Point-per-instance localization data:
..............................

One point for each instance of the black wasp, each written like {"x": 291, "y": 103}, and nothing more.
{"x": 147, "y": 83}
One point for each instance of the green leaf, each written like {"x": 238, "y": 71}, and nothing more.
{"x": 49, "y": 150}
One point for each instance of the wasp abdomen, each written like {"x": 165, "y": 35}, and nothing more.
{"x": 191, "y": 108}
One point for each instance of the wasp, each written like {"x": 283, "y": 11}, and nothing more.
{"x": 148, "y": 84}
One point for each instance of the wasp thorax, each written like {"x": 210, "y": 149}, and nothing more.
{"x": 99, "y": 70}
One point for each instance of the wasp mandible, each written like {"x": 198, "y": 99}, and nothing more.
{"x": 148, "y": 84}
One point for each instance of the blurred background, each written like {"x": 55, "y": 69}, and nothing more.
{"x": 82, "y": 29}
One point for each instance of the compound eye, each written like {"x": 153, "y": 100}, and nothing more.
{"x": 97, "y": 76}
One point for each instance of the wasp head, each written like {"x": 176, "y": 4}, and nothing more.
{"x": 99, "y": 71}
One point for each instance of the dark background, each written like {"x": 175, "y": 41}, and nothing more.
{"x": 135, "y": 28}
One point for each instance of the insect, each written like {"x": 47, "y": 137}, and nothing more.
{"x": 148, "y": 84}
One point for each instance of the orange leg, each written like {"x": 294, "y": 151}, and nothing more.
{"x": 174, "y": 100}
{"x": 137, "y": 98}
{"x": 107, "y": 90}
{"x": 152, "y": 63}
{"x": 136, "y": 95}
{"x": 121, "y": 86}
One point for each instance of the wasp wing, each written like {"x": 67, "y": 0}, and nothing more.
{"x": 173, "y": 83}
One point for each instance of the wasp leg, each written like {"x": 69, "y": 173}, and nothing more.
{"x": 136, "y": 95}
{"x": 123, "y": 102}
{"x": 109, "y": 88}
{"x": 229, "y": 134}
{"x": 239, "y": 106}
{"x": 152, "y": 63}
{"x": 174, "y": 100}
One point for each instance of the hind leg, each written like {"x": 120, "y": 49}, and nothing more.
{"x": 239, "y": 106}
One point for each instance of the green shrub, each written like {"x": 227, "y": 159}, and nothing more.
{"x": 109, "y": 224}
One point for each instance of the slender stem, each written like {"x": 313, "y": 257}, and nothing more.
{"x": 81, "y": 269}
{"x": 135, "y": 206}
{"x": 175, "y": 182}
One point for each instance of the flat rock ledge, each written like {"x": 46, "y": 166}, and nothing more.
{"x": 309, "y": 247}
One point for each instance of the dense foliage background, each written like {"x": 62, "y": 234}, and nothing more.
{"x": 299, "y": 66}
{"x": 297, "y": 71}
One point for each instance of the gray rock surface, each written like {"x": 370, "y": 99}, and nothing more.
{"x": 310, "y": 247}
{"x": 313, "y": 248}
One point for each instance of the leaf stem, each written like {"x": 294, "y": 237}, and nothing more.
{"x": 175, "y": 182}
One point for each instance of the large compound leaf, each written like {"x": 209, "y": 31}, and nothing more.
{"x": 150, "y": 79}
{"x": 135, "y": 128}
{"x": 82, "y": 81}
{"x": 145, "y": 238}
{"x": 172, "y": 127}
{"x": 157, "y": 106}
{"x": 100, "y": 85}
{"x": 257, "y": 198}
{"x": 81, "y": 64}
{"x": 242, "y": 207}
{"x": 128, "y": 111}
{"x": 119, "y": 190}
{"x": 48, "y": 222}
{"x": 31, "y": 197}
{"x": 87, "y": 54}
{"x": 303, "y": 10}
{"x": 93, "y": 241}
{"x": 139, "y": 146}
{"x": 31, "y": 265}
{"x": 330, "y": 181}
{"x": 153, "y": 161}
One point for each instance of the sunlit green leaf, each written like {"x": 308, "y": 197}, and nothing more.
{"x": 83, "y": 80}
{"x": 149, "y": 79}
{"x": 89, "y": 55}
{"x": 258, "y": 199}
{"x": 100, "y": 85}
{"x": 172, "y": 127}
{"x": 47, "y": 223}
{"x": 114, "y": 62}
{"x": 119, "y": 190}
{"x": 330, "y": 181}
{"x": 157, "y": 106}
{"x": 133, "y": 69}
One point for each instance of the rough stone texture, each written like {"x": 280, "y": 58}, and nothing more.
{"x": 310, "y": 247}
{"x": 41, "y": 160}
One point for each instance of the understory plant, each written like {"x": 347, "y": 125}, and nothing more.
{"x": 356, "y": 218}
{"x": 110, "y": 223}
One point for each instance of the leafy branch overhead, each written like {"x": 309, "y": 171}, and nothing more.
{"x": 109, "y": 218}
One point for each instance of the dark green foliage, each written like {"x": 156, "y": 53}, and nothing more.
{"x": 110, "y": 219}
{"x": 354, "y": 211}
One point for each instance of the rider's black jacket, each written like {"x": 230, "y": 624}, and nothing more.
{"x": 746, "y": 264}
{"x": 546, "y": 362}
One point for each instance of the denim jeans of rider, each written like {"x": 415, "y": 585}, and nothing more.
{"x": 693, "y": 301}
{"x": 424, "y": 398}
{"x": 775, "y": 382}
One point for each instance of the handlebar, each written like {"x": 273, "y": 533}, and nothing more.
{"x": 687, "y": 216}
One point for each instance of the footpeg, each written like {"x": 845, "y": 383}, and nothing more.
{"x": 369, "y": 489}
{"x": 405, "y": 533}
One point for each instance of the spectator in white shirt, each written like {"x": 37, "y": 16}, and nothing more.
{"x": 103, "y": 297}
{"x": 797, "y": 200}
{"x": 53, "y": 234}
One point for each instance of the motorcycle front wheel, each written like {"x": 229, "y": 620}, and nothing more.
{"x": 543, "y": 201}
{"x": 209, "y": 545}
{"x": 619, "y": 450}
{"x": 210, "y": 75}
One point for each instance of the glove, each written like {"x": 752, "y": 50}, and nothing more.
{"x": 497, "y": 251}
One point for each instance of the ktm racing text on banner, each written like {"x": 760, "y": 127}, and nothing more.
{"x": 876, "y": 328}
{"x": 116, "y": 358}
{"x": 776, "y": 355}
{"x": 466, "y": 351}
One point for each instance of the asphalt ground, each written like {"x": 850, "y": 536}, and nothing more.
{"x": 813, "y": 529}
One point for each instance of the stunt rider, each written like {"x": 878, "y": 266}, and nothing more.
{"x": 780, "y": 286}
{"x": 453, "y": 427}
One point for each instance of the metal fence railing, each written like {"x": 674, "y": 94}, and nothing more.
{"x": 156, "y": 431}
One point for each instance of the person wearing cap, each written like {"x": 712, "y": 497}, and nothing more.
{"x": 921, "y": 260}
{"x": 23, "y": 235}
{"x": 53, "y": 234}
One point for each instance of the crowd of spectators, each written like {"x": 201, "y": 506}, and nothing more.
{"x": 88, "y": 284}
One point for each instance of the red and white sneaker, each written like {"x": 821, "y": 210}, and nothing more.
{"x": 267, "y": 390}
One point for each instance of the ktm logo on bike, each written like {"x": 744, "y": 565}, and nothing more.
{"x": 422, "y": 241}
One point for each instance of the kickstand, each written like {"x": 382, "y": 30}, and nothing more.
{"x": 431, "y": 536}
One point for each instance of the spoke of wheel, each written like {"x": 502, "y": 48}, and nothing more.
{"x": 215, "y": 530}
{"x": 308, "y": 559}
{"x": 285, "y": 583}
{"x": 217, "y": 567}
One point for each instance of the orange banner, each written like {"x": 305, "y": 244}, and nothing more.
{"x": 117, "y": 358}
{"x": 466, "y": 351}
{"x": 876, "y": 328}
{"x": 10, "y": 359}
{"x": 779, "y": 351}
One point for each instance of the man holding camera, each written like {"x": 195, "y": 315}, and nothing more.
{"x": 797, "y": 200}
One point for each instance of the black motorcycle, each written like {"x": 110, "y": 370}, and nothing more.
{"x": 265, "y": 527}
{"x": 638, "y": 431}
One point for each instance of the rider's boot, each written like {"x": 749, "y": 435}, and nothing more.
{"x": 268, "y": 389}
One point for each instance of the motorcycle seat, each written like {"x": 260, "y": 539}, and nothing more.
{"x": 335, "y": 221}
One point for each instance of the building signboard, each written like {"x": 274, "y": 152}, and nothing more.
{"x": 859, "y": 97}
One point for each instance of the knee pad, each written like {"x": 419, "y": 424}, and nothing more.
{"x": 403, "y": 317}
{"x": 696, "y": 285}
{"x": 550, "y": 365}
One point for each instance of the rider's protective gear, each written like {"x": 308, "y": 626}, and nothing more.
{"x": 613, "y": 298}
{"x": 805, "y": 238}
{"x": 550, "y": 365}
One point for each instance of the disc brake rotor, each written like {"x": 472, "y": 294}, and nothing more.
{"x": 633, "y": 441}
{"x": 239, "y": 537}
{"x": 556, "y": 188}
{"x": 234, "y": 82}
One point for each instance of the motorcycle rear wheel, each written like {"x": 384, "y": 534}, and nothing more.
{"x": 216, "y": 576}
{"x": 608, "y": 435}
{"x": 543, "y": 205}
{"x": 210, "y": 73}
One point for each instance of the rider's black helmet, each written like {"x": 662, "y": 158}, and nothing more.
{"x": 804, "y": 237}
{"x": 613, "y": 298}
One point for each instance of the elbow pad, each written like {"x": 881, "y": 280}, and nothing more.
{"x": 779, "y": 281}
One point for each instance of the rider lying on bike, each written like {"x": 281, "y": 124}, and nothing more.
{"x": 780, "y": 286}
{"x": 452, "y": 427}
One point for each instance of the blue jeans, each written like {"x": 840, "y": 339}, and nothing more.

..............................

Exercise ::
Print the line containing "One point for each instance of the rider's protective" and every line after it to the end of the records above, exactly as written, and nothing else.

Written reply ::
One point for each instance of the rider's protective gear, each written like {"x": 308, "y": 626}, and nothing more.
{"x": 613, "y": 298}
{"x": 805, "y": 238}
{"x": 550, "y": 365}
One point for each instance of the disc brake rotor, each written like {"x": 472, "y": 294}, and nothing more.
{"x": 633, "y": 441}
{"x": 239, "y": 537}
{"x": 556, "y": 188}
{"x": 234, "y": 82}
One point for each instance of the motorcycle rear wheel, each written like {"x": 384, "y": 534}, and nothing more.
{"x": 216, "y": 576}
{"x": 608, "y": 435}
{"x": 543, "y": 205}
{"x": 210, "y": 73}
One point for each instance of the rider's black helmet, each written like {"x": 662, "y": 158}, and nothing more.
{"x": 804, "y": 237}
{"x": 613, "y": 298}
One point for each instance of the elbow pad, each written like {"x": 881, "y": 280}, and nothing more.
{"x": 779, "y": 281}
One point for each instance of the rider lying on bike, each written like {"x": 281, "y": 124}, and nothing more.
{"x": 780, "y": 286}
{"x": 452, "y": 427}
One point for each instance of the blue jeans, each written like {"x": 840, "y": 339}, and nothing more.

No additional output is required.